Supplied data -
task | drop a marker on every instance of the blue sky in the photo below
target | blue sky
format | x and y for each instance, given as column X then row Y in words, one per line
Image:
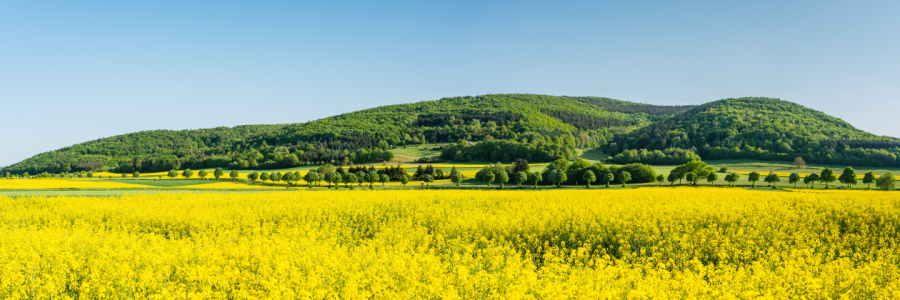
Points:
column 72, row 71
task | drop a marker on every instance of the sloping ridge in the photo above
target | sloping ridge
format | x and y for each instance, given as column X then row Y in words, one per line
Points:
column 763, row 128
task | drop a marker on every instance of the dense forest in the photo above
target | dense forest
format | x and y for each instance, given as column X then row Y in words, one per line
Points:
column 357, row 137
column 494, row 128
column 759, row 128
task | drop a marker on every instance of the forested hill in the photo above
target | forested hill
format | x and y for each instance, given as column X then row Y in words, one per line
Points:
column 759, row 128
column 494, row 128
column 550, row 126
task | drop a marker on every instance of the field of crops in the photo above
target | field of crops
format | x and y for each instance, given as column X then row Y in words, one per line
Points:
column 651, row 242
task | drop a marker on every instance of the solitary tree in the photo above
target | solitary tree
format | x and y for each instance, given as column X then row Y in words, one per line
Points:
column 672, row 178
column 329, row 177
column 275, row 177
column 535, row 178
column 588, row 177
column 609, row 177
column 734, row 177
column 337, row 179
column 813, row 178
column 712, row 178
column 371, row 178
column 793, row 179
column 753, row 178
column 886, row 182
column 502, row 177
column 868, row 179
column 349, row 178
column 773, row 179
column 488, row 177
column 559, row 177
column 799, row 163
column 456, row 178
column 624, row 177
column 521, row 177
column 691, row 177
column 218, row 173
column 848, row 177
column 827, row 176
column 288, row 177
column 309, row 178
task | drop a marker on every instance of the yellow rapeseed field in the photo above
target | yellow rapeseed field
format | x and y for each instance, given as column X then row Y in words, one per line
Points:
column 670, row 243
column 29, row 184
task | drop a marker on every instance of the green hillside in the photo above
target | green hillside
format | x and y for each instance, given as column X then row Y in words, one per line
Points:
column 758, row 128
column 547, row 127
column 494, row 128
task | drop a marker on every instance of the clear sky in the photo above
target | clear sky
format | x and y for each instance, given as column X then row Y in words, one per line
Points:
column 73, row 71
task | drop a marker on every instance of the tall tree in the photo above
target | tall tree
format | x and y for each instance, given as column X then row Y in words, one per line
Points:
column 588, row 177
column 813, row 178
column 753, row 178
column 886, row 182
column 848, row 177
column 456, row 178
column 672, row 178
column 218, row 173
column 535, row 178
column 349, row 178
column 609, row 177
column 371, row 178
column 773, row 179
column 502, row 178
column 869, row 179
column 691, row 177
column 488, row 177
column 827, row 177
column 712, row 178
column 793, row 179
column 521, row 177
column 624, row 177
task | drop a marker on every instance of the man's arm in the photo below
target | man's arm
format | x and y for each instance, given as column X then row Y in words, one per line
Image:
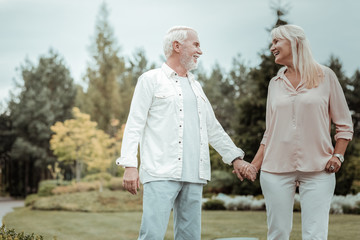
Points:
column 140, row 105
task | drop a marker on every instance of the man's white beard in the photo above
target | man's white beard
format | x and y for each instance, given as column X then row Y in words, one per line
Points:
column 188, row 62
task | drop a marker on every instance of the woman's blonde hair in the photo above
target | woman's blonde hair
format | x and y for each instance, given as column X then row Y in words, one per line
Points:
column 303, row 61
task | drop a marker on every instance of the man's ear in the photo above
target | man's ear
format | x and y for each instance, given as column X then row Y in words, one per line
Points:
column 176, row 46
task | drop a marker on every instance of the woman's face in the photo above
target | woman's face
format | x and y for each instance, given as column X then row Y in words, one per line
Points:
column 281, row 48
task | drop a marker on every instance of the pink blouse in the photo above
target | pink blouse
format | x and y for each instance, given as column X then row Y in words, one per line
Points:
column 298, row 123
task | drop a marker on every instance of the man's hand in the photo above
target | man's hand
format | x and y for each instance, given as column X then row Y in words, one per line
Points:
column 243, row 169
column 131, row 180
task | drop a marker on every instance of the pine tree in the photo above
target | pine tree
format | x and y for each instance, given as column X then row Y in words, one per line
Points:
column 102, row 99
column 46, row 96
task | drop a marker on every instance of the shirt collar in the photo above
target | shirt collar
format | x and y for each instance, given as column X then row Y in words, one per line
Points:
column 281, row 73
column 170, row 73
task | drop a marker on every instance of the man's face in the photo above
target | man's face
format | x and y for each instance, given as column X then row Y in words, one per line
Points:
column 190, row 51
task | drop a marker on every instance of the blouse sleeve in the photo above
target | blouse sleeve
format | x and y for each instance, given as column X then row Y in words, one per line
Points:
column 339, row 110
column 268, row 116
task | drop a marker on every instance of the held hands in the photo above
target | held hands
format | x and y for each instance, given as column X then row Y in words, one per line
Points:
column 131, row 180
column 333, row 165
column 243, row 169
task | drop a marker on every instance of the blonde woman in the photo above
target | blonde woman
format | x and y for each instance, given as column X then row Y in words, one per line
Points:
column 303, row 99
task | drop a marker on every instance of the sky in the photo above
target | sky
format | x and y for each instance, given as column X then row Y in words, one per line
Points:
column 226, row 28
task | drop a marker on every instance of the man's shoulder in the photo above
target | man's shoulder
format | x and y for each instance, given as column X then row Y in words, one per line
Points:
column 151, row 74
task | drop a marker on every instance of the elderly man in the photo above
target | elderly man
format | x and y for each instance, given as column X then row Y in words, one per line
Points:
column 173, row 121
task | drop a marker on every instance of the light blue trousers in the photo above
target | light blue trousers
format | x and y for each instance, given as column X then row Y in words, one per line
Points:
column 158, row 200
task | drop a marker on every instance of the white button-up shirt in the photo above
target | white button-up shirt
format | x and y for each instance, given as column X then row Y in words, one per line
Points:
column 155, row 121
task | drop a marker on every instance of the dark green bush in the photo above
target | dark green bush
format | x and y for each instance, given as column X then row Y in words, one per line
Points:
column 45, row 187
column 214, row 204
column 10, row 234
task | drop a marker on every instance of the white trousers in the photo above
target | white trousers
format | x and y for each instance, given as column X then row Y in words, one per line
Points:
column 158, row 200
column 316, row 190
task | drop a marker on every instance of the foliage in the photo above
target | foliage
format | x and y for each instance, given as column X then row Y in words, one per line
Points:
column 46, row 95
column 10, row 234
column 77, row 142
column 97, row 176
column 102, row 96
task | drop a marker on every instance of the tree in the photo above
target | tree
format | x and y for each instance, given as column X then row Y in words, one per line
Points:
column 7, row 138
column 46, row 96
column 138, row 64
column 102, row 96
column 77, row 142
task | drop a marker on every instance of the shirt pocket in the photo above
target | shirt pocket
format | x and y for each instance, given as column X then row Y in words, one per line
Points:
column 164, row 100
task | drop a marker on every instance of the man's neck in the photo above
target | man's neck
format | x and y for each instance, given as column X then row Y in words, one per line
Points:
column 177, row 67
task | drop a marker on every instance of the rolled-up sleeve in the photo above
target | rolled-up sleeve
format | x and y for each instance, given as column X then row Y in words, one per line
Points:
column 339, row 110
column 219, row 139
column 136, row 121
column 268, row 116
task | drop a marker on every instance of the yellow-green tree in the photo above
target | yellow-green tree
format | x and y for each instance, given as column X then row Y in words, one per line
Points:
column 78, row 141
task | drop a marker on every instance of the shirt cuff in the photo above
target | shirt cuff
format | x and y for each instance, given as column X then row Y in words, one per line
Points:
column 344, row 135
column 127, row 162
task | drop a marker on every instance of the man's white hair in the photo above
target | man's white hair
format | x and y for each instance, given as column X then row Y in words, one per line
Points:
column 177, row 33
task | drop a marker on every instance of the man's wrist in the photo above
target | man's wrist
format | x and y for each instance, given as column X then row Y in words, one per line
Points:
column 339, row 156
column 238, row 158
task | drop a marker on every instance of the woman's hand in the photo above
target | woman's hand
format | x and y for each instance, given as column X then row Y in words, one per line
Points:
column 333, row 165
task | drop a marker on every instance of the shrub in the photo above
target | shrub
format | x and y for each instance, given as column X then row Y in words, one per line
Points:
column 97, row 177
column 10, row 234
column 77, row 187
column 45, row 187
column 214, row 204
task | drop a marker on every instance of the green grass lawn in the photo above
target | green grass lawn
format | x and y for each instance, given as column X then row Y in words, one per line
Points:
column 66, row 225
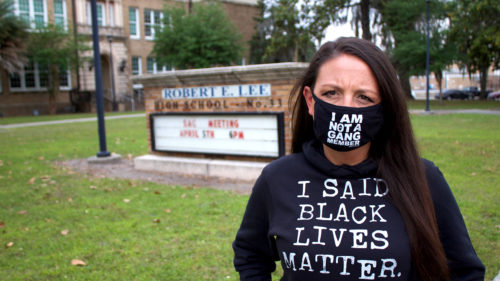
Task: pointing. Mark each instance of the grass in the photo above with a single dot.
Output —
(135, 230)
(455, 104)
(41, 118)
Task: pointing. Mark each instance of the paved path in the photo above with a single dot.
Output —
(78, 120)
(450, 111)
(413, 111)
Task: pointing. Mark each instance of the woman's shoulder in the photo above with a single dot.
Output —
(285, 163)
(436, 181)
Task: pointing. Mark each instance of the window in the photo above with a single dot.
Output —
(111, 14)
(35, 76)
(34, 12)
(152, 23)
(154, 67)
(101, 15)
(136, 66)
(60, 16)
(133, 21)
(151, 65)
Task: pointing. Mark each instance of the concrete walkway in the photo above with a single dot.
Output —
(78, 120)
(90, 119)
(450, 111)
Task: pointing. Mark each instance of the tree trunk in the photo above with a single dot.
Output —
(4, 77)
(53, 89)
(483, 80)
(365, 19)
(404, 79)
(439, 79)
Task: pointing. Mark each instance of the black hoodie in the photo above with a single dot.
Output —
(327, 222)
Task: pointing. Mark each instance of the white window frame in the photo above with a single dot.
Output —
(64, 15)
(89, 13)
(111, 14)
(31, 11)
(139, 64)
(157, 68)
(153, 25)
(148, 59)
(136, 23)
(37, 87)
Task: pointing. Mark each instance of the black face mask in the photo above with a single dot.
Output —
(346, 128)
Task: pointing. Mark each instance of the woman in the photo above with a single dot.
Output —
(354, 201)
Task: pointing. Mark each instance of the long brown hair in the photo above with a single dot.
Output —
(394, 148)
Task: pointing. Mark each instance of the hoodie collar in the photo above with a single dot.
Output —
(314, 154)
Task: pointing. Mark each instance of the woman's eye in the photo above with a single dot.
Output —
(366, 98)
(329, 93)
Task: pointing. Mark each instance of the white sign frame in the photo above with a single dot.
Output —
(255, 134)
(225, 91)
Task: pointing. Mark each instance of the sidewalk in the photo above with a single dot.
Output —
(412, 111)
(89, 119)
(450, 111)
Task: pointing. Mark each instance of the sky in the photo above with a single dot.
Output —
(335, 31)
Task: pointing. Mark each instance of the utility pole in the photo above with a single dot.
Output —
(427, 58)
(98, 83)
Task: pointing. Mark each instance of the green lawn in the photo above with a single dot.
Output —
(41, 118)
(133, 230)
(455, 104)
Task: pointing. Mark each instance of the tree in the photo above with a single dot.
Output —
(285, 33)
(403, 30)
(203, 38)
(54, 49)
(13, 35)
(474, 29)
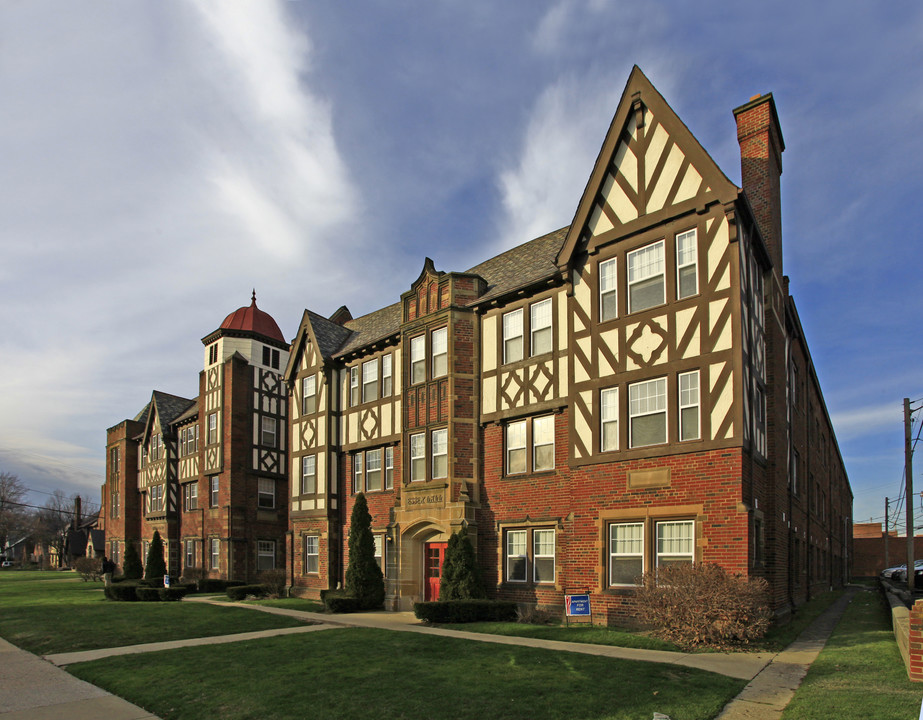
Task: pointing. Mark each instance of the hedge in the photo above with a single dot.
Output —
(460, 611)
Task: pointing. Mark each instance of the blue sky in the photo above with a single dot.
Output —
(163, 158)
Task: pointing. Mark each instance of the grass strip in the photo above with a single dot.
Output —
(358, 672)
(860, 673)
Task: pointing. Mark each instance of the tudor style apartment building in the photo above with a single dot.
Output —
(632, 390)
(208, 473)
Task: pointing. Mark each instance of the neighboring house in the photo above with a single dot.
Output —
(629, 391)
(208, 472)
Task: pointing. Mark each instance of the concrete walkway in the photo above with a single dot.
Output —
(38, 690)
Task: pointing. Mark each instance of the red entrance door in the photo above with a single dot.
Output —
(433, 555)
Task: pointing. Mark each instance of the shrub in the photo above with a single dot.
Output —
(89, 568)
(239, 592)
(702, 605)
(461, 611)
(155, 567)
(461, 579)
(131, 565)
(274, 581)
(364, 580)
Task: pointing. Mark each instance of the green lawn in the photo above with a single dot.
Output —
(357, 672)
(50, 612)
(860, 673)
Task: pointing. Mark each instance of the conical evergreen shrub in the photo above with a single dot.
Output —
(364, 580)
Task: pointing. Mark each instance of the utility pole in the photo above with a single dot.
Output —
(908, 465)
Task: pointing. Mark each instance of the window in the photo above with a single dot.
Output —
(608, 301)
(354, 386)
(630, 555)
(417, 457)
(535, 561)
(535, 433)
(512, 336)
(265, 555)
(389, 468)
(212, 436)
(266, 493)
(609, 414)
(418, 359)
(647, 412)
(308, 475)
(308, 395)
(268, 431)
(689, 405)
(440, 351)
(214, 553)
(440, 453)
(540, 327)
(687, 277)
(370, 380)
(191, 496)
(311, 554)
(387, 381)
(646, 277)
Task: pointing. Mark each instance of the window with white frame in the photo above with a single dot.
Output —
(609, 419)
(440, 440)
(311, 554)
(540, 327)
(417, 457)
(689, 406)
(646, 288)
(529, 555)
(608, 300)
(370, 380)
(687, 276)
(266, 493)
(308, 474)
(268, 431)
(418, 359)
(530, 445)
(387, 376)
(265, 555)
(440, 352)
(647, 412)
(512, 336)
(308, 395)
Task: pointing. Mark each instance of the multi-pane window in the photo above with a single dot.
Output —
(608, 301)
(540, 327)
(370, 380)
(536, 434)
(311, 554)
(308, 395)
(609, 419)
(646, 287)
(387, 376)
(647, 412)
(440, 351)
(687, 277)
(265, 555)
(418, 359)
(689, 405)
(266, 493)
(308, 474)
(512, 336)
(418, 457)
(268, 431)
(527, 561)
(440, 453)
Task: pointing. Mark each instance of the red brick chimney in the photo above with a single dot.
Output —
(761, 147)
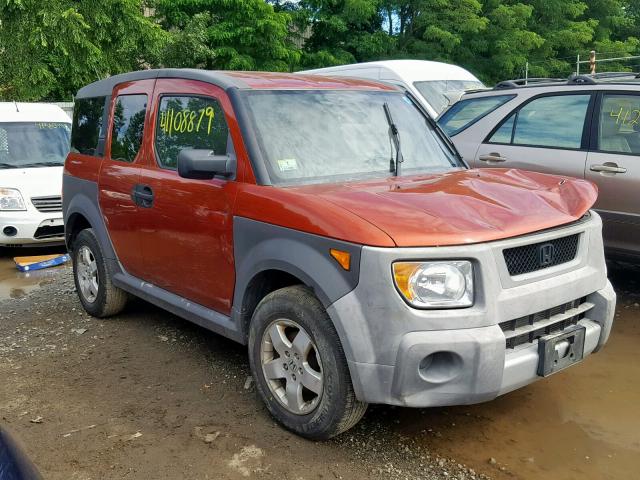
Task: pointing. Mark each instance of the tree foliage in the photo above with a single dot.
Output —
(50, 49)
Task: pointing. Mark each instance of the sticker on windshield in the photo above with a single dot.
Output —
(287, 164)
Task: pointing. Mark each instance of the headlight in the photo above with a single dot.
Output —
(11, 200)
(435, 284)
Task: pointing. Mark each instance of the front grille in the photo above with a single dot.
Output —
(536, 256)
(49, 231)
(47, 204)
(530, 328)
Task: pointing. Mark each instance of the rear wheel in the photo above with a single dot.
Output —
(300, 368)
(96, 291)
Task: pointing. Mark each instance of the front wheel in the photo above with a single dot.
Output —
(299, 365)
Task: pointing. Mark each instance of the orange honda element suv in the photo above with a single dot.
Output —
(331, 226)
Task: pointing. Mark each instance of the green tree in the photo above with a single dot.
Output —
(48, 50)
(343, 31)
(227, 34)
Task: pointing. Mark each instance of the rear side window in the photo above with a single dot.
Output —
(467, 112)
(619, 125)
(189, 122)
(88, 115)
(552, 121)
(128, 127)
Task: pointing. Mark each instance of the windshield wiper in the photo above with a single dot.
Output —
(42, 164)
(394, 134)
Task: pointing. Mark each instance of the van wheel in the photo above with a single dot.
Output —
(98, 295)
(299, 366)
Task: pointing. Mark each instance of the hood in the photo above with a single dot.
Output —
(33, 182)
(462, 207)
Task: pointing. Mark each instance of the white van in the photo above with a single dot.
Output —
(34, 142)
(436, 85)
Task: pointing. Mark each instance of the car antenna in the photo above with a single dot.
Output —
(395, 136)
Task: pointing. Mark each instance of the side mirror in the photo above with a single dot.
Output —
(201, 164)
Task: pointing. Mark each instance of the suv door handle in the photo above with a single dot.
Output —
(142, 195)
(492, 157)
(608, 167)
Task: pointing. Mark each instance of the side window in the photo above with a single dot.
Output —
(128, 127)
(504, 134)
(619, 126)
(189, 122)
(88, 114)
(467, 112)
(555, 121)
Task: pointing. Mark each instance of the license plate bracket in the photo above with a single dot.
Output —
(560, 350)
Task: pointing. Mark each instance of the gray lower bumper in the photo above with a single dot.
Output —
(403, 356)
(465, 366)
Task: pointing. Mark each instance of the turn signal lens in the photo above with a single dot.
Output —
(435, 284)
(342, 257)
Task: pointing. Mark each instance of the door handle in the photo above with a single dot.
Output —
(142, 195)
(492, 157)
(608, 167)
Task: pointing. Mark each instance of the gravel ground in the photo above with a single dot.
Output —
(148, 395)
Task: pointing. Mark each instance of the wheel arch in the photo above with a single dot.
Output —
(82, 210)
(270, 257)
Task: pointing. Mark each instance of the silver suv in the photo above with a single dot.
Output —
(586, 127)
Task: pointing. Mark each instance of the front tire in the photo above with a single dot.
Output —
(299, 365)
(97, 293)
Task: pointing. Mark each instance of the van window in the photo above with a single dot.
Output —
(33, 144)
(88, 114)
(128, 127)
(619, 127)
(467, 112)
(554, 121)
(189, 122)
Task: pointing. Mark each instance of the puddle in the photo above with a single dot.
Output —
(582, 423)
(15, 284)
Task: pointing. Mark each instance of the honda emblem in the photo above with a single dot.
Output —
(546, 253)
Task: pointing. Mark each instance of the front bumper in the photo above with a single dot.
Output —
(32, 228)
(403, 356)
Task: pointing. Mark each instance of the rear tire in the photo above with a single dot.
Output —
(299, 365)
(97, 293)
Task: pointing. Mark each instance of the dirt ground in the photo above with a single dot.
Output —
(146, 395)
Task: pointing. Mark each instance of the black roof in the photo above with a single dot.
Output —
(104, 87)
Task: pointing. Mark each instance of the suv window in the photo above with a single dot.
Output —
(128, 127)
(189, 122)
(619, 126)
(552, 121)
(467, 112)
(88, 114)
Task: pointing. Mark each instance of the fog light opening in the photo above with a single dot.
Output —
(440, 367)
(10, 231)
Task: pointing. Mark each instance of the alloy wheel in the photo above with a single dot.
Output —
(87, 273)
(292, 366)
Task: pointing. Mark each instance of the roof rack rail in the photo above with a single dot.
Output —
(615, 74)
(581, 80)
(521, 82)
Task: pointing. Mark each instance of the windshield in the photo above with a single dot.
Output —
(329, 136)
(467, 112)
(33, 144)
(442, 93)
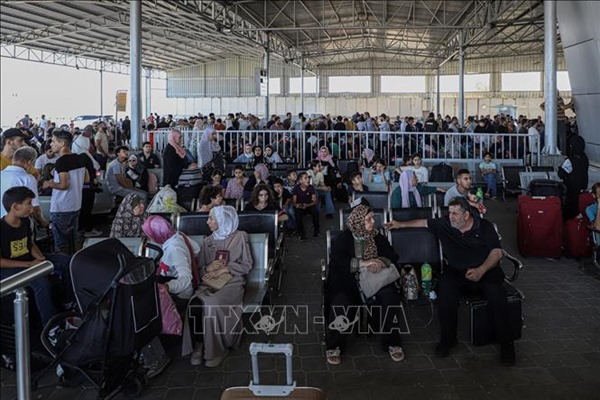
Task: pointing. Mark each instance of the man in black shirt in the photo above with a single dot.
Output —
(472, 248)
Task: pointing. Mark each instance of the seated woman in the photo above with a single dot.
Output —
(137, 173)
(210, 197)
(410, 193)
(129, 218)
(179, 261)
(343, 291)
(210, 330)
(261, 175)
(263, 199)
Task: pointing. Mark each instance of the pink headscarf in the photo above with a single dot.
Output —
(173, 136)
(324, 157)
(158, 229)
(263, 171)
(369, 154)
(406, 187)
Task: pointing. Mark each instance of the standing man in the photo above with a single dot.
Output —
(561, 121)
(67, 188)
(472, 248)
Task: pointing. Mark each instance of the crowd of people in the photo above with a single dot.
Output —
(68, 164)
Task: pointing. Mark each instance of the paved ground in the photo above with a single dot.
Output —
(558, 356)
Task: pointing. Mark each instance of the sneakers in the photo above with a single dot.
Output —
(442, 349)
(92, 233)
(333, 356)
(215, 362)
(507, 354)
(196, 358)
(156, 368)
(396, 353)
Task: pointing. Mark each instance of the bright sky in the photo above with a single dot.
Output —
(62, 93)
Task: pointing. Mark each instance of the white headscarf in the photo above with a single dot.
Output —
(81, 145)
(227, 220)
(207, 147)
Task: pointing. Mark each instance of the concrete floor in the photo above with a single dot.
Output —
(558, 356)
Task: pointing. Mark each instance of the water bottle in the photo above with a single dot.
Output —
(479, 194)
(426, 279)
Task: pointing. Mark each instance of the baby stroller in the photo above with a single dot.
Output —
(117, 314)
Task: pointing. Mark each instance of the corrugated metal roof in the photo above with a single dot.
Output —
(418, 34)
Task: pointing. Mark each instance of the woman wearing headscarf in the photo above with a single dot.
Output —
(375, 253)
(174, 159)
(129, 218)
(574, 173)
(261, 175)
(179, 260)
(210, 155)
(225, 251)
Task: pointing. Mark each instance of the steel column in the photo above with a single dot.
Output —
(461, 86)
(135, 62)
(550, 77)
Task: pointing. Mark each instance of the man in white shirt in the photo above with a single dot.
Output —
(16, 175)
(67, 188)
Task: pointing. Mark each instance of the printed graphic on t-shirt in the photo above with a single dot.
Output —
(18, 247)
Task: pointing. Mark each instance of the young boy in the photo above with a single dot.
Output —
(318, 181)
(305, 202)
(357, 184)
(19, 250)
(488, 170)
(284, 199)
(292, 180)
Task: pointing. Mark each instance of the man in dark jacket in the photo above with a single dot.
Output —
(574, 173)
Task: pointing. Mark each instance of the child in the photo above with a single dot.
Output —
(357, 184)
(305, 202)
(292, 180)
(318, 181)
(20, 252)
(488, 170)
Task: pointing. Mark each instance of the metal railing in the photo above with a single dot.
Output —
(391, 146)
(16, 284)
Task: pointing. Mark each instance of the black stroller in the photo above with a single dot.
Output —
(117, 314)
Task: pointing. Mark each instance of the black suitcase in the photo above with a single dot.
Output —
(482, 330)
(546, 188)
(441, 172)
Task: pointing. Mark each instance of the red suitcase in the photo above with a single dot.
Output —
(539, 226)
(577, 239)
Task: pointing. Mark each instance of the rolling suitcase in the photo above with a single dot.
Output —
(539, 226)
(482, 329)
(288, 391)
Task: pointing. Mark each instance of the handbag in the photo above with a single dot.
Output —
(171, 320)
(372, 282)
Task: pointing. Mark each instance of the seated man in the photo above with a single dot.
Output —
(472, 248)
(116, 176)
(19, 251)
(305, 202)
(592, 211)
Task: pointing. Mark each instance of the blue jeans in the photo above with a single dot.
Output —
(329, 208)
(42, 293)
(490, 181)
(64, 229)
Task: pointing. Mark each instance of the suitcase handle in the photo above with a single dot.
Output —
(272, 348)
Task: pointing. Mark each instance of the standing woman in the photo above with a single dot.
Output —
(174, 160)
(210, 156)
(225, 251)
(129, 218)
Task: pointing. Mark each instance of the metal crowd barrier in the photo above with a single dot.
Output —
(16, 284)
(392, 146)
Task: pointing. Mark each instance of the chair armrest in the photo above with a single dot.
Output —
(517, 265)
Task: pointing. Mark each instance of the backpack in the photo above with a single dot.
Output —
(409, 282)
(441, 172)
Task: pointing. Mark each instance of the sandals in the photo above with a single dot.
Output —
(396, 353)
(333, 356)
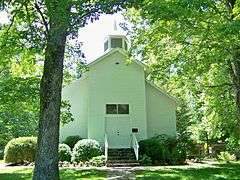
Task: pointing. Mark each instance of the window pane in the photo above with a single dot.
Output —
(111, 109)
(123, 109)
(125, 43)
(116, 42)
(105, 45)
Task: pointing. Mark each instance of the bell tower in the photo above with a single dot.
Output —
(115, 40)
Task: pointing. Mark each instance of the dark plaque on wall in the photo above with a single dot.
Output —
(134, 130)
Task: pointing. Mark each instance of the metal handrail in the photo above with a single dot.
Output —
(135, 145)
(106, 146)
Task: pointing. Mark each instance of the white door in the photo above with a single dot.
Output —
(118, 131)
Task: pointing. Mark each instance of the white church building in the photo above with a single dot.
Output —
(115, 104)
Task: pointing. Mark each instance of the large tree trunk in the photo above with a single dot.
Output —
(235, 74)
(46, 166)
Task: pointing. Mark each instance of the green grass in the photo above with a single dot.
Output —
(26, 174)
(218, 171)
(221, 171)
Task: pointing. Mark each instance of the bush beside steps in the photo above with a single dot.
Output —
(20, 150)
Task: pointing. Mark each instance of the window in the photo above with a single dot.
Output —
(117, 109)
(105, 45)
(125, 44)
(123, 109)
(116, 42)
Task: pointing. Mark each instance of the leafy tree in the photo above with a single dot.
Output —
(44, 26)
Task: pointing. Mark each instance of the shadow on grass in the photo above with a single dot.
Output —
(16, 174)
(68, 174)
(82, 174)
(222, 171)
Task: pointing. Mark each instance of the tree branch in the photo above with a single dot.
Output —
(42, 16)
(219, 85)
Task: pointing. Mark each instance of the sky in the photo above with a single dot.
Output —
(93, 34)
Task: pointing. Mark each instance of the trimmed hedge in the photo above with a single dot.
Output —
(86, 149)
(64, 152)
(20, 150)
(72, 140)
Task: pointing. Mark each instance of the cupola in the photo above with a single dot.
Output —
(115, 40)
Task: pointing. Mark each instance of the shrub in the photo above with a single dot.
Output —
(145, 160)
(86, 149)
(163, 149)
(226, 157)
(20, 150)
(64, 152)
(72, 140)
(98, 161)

Problem requirements -
Where a line in the material above holds "sleeve", copy that line.

Solved exercise -
task | drop a marker on every instance of the blouse sleeve in the photo above
target | blouse sleeve
task | drop a marker on every instance of the rolled-up sleeve in the photo above
target | rolled-up sleeve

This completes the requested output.